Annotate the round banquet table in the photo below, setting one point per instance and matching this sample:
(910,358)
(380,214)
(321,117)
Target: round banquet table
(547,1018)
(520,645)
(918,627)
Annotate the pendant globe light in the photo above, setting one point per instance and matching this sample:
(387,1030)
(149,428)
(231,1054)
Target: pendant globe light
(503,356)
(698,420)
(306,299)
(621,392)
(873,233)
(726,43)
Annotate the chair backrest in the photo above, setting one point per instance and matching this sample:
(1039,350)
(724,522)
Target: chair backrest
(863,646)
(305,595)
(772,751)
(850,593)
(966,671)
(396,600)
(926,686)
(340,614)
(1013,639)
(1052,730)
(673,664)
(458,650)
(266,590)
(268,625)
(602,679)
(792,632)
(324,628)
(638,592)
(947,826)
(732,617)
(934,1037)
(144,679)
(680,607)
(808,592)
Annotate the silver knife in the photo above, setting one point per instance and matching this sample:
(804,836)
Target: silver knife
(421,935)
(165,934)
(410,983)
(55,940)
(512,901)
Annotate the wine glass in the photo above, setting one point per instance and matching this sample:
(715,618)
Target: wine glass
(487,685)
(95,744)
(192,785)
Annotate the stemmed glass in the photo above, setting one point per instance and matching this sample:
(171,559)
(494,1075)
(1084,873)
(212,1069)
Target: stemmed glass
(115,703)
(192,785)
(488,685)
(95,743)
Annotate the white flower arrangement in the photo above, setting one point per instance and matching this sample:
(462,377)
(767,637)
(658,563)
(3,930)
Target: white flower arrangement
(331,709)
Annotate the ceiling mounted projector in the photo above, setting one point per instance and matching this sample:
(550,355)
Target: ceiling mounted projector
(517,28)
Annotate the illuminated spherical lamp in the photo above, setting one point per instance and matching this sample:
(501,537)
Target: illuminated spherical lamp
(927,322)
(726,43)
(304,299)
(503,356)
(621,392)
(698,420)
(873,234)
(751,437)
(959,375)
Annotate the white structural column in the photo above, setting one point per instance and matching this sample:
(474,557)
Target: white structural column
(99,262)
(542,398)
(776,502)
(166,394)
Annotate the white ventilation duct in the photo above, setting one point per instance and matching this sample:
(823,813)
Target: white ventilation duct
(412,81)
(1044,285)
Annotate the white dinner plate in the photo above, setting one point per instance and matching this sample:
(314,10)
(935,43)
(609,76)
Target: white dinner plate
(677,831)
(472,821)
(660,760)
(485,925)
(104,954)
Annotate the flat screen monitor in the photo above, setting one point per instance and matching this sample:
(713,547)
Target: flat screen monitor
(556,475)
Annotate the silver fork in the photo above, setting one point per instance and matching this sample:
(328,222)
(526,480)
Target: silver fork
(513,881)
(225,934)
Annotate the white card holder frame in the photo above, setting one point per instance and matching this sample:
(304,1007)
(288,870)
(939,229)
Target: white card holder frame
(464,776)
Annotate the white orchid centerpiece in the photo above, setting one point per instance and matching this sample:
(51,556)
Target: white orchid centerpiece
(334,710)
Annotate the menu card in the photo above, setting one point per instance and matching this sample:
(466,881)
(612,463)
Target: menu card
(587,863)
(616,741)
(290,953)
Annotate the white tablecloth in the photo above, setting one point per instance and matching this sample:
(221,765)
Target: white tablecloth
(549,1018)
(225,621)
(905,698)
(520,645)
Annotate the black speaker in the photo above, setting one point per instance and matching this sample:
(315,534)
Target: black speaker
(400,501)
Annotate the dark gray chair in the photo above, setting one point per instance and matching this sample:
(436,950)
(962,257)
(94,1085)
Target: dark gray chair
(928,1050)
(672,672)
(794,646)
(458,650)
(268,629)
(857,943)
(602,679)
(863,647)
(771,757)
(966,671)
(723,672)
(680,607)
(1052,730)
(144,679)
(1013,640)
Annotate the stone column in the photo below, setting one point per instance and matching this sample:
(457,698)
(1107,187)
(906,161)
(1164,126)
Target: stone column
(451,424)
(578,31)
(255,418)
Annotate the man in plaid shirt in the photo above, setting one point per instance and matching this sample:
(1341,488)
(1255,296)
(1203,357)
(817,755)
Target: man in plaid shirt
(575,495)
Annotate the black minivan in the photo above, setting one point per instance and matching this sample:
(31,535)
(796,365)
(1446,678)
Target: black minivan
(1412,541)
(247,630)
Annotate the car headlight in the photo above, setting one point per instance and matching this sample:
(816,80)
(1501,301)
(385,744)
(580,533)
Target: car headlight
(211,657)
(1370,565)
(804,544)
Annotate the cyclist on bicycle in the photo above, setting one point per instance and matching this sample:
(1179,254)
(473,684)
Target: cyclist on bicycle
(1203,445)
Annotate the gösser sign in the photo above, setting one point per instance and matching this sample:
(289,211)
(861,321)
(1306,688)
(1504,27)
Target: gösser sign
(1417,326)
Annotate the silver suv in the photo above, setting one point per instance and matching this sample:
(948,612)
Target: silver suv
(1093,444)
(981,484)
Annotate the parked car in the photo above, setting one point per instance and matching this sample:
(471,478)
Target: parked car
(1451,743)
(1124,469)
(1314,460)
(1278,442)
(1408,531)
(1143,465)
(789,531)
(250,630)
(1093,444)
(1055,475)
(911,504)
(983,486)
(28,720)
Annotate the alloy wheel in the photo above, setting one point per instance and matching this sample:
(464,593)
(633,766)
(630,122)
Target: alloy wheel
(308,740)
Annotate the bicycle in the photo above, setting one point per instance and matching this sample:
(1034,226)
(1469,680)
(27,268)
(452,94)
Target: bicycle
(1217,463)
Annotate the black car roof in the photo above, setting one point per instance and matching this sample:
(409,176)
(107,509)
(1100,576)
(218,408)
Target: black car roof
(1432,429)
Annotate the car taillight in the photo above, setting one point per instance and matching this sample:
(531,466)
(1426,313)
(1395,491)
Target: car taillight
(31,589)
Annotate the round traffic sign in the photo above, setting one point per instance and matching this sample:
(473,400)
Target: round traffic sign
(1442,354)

+++++

* What to do
Write out the rows again, beginning with the line that contains "Annotate the car taillight" and continuing through the last row. Multiply every answer point coordinate by 0.25 and round to whole numbers, with halves rounded up. Keep the requests and their sample coordinates unchanged.

* The solution
Annotate the car taillight in the photo above, setting one point per instance and matching this sample:
(531,466)
(1426,313)
(1395,491)
Target: car taillight
(8,147)
Annotate the round traffic sign in the photo above, setting one point per instance and matching this sample:
(473,400)
Target: round traffic sign
(361,89)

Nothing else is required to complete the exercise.